**EXTRACT**
◆ ◆ ◆

A fundamental question in biology is how cells communicate to fashion and repair complex biological structures and tissues. It is well established that cells communicate through biochemical cues. However, compelling evidence suggests that cells and tissues of all types use ion fluxes to communicate electrically as well. In addition, it is now clear that this method of communication is essential to proper development, regeneration, cancer suppression, and tissue homeostasis. The field of developmental bioelectricity focuses on the regulation of cell-, tissue-, and organ-level patterning and function, as the result of endogenous electrically-mediated signaling events. While endogenous ionic phenomena and the effects of applied fields have been known for decades, there has been an explosion of new molecular-level and computational work in the past 5–10 years to establish this new interdisciplinary field, which is ripe for its first focused meeting.

◆ ◆ ◆

**Dataset excerpts**
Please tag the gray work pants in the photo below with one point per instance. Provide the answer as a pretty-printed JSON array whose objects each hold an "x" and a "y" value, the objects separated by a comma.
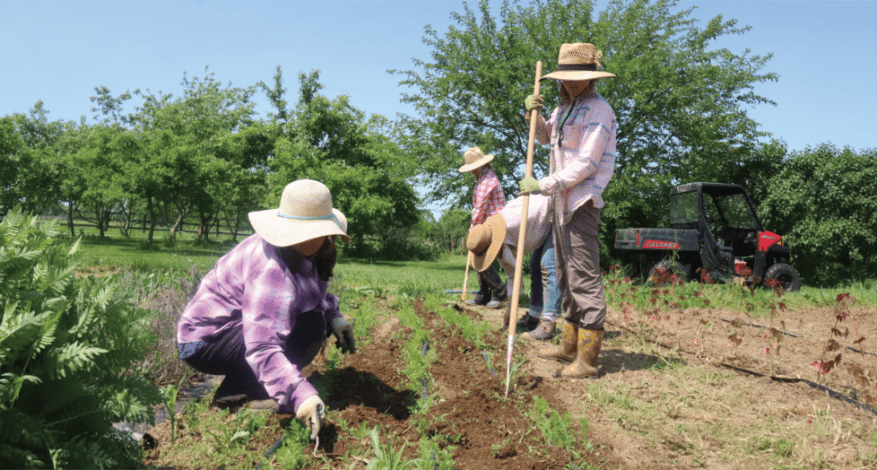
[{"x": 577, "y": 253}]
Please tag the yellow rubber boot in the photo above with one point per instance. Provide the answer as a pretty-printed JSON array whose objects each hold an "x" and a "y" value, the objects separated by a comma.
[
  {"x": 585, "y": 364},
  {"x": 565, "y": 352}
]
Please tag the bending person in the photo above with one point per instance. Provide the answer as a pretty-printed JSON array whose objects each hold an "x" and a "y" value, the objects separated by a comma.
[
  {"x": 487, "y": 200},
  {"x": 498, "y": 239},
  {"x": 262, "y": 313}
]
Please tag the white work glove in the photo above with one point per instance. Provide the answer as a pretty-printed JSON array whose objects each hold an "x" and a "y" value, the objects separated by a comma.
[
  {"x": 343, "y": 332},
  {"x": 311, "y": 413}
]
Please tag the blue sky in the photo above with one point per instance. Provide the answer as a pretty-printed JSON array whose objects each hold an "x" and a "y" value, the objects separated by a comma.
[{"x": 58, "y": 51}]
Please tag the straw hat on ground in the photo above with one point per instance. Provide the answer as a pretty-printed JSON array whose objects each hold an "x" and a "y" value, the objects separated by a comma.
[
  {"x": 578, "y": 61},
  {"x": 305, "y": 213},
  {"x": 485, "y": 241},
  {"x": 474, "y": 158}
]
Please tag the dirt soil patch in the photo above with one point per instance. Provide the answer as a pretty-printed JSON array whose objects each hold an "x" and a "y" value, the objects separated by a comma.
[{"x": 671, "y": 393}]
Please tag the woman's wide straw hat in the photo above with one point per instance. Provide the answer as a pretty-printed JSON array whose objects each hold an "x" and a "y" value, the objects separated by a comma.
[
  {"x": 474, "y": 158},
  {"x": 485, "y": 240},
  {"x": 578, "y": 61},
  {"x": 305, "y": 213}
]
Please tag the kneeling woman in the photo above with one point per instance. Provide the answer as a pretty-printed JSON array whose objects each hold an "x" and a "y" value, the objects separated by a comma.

◆ ◆ ◆

**REQUIRED ACTION**
Translate into Spanish this sentence from the developmental bioelectricity passage: "It is well established that cells communicate through biochemical cues."

**RESPONSE**
Está bien establecido que las células se comunican mediante señales bioquímicas.